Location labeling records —
------------------------------------------------------------
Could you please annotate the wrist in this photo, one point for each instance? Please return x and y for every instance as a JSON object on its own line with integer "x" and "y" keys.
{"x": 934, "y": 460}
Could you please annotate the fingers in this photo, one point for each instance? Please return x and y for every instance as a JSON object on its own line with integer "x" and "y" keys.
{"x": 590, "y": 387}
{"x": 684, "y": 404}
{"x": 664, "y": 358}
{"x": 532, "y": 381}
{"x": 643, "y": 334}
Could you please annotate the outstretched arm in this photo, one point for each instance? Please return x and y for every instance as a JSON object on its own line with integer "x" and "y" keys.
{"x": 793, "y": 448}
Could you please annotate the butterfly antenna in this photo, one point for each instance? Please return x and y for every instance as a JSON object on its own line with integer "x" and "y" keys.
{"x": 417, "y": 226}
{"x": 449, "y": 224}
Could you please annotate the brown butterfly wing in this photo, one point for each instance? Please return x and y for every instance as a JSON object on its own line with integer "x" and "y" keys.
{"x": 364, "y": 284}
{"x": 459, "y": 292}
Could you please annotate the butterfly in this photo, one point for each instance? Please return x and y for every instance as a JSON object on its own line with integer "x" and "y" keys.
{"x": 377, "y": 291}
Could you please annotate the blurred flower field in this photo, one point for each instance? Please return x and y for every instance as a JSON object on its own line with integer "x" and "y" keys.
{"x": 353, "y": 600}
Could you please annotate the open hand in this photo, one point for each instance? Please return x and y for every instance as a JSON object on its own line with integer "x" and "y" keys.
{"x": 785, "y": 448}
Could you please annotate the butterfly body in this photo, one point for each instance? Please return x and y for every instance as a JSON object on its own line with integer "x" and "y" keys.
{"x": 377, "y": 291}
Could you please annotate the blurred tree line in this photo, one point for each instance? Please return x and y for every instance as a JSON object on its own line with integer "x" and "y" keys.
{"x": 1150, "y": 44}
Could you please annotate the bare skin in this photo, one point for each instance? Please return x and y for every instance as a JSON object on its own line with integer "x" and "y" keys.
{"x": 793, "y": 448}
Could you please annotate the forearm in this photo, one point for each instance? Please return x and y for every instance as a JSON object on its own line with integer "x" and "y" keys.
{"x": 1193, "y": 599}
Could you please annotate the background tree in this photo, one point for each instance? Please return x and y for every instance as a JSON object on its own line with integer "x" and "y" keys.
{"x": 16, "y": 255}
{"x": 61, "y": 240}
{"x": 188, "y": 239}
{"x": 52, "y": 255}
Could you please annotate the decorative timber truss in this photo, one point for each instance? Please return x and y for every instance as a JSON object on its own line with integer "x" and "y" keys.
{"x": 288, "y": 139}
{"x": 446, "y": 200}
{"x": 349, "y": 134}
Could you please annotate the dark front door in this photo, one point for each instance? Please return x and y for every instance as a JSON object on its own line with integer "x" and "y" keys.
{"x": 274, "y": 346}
------------------------------------------------------------
YOUR OBJECTIVE —
The listing above should be transcribed in full, exactly as written.

PROBLEM SOLUTION —
Could you please annotate the wrist in this photo, one point for each instance? Please return x and y for every instance as a JSON object on its own line with integer "x" and "y" keys.
{"x": 934, "y": 460}
Could you please annotate the fingers in this photo, one point for each instance? Please return x and y for every instance as a JSON object on its own line with integer "x" and "y" keys.
{"x": 590, "y": 387}
{"x": 684, "y": 404}
{"x": 664, "y": 358}
{"x": 532, "y": 381}
{"x": 643, "y": 334}
Could you please annotate the outstretched arm in this photo, one point for each instance? Please return x and y for every instance as a JSON object on its own line with integer "x" and "y" keys.
{"x": 793, "y": 448}
Could you please annotate the butterfly antenna in this photo, one point for each instance? Please return x and y for every instance as a JSON object on its own line with integer "x" and "y" keys.
{"x": 417, "y": 226}
{"x": 449, "y": 224}
Could you please annotate the brown butterfly wing in this photo, one point for each instance? Please return x and y for every instance as a JSON object on its own line with integer "x" and "y" keys.
{"x": 364, "y": 284}
{"x": 459, "y": 292}
Could you please annotate the butterfly in this photo, one point for each instance? Please return x and y for every instance as a JSON object on its own line with integer "x" and "y" keys.
{"x": 377, "y": 291}
Could you please annotate the blurred flower field in this photo, one point for each instance? Please return x and y for every instance as a JSON object on its own line with integer "x" and "y" keys.
{"x": 353, "y": 600}
Could you please annotate the open hand in this photo, one point for each instance? Please return x and y for every instance as a JSON object on its own line with integer "x" and "y" keys.
{"x": 785, "y": 448}
Could you please annotate the butterfly body in this photo, one point for each instance? Please return x and y for every instance as a JSON object on its own line with integer "x" and "y" keys.
{"x": 377, "y": 291}
Could you please annotate the blurred tree line in this photo, one point for each instance? Please return x and y for every instance as a JSON object on its own line with integer "x" and "y" keys.
{"x": 1150, "y": 44}
Could you please annotate the bare skin in this photo, one point for each instance? Please return x and y for every instance as a JSON object on its own line with integer "x" and "y" keys.
{"x": 793, "y": 448}
Could you please annotate the forearm in this photo, one point for each instance? Please return x and y for every instance as a JSON object on its own line with integer "x" and "y" keys.
{"x": 1193, "y": 599}
Could you please annotate the background tree in this photo, one point for each instance? Please return x and y for every instance as a JSON object on its own line with integer "x" and "y" keys.
{"x": 16, "y": 255}
{"x": 61, "y": 240}
{"x": 188, "y": 239}
{"x": 52, "y": 255}
Could you please annotate the decorative timber truss in this photo, one point for each instance? Please return x and y for every instance as a JSON object on its own line with integer "x" and "y" keys.
{"x": 288, "y": 139}
{"x": 446, "y": 200}
{"x": 349, "y": 134}
Could you please annotate the dark front door in this photo, one point for each instance? Please return x and y for every instance as a JSON object on its own line with integer "x" and "y" keys.
{"x": 274, "y": 346}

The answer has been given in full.